BRIEF.
The entries below contain a line with "the horse ear." and a line with "for the rein.". Quote exactly those two lines and all lines between them.

DATA FOR THE TASK.
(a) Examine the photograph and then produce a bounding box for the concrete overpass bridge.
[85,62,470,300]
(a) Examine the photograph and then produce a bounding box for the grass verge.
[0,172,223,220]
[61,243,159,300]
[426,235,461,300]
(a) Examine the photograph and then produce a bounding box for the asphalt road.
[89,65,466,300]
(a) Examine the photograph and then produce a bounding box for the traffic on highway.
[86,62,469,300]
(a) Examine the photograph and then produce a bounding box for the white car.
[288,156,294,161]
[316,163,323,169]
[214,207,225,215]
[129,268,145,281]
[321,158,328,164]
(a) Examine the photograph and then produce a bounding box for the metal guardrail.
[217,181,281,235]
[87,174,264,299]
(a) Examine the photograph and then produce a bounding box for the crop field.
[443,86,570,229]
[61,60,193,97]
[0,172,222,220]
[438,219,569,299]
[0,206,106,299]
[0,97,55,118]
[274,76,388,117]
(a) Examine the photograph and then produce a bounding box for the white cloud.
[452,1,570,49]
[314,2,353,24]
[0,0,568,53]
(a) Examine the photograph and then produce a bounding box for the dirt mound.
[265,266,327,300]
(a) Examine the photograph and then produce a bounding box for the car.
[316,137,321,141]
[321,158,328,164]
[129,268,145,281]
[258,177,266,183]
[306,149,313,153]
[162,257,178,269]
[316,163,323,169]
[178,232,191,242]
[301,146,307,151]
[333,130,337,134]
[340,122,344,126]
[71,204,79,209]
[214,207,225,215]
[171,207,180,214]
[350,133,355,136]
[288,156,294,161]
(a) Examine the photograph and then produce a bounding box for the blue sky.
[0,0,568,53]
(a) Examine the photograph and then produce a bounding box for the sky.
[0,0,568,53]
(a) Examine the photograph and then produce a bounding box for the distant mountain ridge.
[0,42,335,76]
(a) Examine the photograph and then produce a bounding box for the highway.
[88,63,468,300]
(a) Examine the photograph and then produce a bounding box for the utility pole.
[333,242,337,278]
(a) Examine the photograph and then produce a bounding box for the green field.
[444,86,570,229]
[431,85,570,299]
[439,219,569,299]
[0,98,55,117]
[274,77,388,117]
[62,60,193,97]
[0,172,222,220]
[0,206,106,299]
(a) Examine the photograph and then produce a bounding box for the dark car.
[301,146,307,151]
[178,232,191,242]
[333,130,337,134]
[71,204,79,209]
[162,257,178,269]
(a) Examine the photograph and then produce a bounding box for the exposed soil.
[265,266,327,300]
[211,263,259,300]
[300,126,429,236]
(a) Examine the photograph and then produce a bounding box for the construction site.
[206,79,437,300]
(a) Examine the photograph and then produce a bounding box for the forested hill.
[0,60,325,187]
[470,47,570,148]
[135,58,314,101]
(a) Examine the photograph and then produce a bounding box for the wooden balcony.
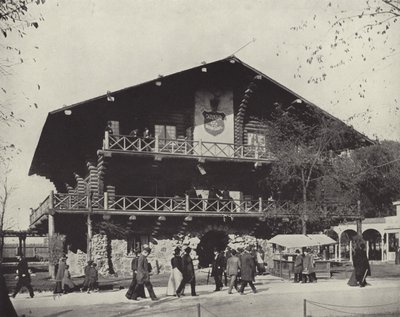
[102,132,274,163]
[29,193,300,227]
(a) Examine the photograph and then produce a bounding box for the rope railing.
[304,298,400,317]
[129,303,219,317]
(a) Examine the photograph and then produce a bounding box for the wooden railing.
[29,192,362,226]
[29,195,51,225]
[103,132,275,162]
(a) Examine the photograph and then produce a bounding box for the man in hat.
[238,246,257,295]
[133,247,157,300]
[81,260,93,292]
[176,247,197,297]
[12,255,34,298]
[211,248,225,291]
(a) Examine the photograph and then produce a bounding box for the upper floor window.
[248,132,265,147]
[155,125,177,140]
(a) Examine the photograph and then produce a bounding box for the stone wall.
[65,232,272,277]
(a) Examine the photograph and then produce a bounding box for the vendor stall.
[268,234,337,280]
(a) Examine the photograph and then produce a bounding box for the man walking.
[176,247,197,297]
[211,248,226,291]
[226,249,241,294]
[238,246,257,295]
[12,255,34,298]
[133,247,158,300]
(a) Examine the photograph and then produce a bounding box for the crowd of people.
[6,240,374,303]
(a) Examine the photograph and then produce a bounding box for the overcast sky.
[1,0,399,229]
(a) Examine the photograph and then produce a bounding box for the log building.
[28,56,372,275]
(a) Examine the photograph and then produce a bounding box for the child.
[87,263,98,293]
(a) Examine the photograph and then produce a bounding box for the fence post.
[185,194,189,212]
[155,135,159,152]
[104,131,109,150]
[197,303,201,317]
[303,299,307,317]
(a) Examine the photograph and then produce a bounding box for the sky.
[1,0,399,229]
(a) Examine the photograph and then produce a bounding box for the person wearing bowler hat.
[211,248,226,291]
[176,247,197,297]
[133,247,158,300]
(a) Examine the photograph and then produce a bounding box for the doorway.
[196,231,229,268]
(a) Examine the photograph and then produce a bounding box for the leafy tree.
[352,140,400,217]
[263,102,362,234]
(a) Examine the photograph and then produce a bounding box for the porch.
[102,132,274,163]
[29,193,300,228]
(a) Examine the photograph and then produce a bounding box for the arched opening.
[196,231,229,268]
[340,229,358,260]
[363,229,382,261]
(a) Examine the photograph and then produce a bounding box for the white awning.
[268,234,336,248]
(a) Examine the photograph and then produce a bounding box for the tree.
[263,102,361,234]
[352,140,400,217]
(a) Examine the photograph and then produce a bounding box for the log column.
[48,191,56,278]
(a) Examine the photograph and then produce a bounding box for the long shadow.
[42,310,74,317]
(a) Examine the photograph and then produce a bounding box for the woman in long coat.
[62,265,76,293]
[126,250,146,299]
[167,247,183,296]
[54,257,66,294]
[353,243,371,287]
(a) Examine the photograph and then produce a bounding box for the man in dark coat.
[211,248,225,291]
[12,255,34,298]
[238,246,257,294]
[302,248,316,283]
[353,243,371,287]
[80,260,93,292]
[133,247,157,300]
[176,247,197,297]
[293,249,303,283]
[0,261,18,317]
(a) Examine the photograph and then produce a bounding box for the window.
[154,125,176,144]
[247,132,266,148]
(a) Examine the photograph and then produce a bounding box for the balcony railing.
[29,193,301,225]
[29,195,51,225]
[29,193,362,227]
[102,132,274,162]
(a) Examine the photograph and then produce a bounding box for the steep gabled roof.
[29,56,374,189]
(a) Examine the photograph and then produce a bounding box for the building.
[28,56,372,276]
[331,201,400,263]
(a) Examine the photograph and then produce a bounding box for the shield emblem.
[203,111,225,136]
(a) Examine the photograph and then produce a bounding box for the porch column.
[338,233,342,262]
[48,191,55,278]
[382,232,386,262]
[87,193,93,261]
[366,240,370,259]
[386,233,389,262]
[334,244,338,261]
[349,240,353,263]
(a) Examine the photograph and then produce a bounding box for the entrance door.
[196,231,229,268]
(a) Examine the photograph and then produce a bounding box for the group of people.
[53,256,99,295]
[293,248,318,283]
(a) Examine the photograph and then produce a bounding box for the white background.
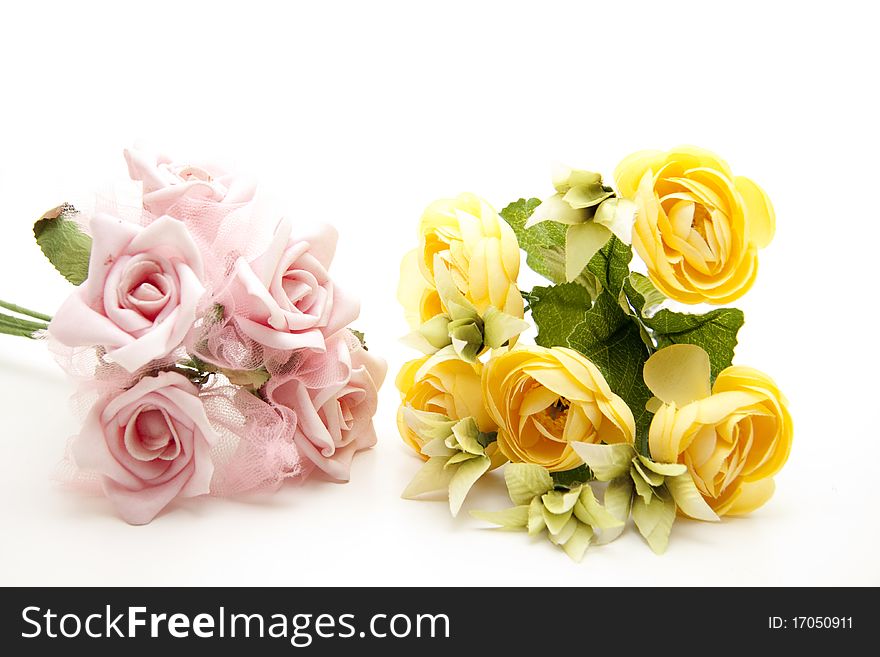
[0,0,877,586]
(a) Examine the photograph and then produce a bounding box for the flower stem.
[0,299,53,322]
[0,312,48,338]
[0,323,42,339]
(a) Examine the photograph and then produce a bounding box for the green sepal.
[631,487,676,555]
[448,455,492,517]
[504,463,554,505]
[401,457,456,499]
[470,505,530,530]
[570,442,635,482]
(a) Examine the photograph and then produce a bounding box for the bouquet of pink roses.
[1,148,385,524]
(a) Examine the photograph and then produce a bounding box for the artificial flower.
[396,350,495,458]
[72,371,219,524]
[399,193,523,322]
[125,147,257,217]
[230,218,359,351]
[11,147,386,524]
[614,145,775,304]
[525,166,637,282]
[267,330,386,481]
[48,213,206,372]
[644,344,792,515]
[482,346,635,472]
...
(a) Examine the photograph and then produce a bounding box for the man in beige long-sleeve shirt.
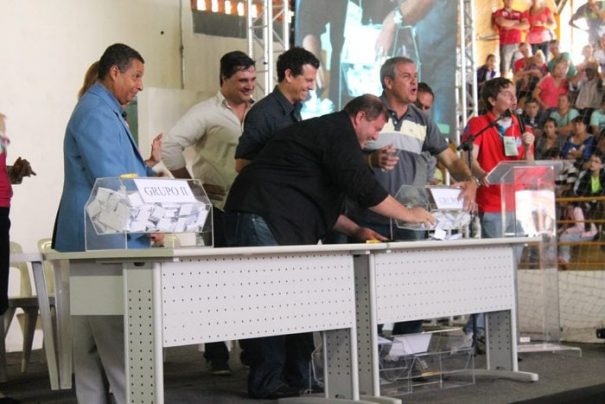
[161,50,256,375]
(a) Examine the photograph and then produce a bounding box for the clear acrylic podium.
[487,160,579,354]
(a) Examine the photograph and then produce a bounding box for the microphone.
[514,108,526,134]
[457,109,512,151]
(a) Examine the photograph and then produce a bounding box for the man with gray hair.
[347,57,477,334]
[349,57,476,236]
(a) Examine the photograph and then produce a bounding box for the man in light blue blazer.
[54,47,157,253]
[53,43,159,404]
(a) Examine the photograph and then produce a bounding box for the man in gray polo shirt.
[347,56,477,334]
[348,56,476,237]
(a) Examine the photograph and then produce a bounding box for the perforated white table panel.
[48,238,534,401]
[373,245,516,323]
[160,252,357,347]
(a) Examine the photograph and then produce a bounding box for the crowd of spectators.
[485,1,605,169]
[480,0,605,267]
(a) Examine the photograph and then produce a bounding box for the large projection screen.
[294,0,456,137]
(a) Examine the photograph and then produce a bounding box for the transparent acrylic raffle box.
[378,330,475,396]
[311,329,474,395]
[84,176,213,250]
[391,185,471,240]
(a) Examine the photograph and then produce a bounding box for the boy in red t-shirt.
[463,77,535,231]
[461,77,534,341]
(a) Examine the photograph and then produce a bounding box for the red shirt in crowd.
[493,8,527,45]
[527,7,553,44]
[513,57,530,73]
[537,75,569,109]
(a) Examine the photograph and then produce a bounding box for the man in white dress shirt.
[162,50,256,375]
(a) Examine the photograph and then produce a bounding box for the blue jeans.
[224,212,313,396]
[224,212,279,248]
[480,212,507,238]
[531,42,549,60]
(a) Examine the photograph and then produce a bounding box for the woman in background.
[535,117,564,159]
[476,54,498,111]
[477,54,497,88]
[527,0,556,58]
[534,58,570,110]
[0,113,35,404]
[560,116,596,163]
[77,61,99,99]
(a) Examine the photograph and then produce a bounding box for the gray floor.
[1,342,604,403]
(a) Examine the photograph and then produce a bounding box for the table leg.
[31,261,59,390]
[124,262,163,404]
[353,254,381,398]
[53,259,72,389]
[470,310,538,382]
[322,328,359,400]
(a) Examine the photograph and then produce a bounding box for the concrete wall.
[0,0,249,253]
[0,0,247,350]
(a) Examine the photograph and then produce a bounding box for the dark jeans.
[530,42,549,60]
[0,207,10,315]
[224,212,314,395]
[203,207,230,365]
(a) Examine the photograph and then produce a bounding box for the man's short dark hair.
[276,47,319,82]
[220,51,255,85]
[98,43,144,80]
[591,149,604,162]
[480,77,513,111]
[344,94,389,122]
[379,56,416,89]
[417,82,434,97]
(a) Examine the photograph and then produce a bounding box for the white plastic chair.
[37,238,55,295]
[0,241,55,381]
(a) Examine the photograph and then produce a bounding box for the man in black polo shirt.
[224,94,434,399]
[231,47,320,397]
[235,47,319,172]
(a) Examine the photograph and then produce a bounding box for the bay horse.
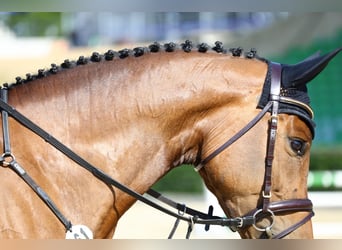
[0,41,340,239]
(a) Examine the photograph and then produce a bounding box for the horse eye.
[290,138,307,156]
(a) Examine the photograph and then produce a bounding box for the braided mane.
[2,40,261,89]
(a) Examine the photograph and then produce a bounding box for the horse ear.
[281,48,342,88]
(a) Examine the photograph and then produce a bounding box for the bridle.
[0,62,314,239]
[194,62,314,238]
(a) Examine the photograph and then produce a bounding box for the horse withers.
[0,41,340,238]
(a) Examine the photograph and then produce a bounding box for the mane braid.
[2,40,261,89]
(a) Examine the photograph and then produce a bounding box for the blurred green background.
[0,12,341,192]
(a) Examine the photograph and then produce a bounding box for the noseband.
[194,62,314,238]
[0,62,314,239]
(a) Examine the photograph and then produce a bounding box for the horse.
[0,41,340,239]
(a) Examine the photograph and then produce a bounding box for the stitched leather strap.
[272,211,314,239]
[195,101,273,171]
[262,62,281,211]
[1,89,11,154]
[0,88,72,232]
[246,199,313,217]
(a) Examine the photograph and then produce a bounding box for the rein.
...
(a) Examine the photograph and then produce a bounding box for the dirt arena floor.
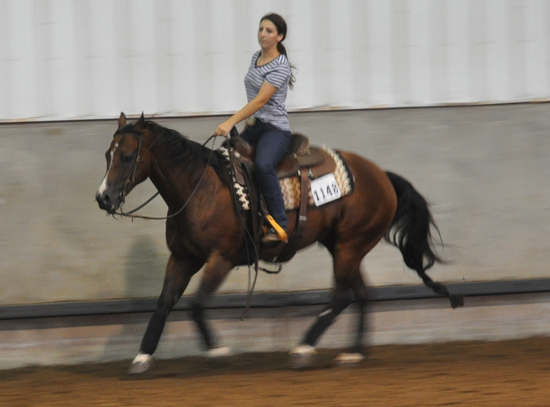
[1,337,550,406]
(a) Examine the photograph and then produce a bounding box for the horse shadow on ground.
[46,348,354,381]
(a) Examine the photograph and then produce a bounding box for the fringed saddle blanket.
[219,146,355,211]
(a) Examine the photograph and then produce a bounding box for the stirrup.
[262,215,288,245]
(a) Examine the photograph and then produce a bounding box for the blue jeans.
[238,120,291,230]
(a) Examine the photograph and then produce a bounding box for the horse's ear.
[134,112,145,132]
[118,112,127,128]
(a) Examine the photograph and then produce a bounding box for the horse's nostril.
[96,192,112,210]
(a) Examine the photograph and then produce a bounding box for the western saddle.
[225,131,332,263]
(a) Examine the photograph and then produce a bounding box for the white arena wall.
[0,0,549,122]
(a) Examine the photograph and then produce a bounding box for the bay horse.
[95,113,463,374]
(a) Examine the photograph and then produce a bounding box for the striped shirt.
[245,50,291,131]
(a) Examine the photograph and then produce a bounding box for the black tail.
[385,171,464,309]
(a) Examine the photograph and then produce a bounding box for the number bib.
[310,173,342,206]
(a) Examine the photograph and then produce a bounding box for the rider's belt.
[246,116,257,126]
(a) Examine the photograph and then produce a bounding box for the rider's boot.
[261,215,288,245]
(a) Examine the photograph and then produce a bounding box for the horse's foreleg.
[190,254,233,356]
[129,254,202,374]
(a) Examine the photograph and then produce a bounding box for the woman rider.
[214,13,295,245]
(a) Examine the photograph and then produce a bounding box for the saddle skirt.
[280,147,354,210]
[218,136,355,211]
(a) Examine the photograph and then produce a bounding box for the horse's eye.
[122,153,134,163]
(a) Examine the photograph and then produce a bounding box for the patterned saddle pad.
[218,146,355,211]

TASK ANSWER.
(a) Examine the photograph and then produce a bounding box for the horse ear.
[281,48,342,88]
(a) Examine the photograph and then produce a bounding box for the bridle.
[0,62,314,239]
[194,62,314,238]
(a) Examine the photograph and then produce a bounding box for the horse withers.
[0,41,340,238]
(a) Examine the photograph and then produce a bounding box for the mane braid.
[2,40,261,89]
(a) Examine the photograph and then produce a bounding box for the blurred green background.
[0,12,341,192]
(a) Examine the photograph and then produce a bounding box for the noseband.
[194,62,314,238]
[0,62,314,239]
(a) Examine the photograph and then produce a bounding box for the horse.
[0,41,340,239]
(a) Examine the photograph and then produce a bounding box for the stitched leather strap.
[272,211,314,239]
[195,101,273,171]
[262,62,281,211]
[1,89,11,154]
[0,88,72,232]
[246,199,313,217]
(a) Examine the photograph and then produce a bounding box for the rein.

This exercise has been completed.